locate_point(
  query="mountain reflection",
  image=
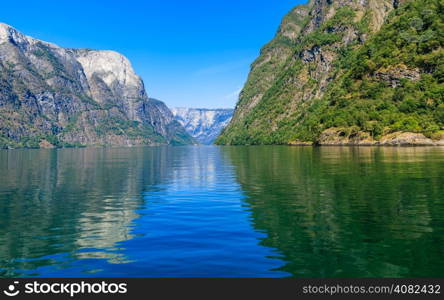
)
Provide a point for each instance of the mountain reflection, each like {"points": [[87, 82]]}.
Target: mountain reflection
{"points": [[71, 200], [345, 212]]}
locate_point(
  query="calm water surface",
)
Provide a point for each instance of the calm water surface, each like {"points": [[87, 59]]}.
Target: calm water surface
{"points": [[222, 212]]}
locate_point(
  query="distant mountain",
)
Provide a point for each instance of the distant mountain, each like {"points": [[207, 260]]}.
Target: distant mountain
{"points": [[204, 125], [56, 97], [347, 72]]}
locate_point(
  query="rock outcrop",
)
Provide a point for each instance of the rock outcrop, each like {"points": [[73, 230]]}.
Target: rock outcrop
{"points": [[56, 97], [204, 125], [370, 66]]}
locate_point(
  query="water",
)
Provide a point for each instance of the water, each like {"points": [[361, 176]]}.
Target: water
{"points": [[222, 212]]}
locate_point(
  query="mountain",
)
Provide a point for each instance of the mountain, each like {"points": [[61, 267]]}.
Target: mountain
{"points": [[204, 125], [347, 72], [56, 97]]}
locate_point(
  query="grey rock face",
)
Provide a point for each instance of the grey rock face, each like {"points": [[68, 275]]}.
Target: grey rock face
{"points": [[205, 125], [75, 97]]}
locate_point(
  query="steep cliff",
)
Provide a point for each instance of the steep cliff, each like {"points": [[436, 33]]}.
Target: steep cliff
{"points": [[356, 72], [55, 97], [205, 125]]}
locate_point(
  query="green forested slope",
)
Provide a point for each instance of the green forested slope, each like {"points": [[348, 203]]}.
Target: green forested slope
{"points": [[356, 79]]}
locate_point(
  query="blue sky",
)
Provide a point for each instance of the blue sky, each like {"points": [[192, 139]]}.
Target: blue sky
{"points": [[189, 53]]}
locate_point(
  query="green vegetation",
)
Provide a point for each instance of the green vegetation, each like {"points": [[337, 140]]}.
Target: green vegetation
{"points": [[378, 94], [131, 129], [391, 82]]}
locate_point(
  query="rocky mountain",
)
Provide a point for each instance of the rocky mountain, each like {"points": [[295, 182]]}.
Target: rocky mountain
{"points": [[347, 72], [56, 97], [205, 125]]}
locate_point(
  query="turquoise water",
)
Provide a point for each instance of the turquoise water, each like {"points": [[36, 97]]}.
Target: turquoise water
{"points": [[222, 212]]}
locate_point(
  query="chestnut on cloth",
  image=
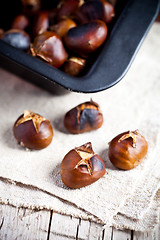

What is needed
Return every line from the rows above that contains the word "calm", copied in full.

Exercise result
  query="calm water surface",
Provide a point for each instance of the calm water surface, each like {"points": [[87, 59]]}.
Target: calm water surface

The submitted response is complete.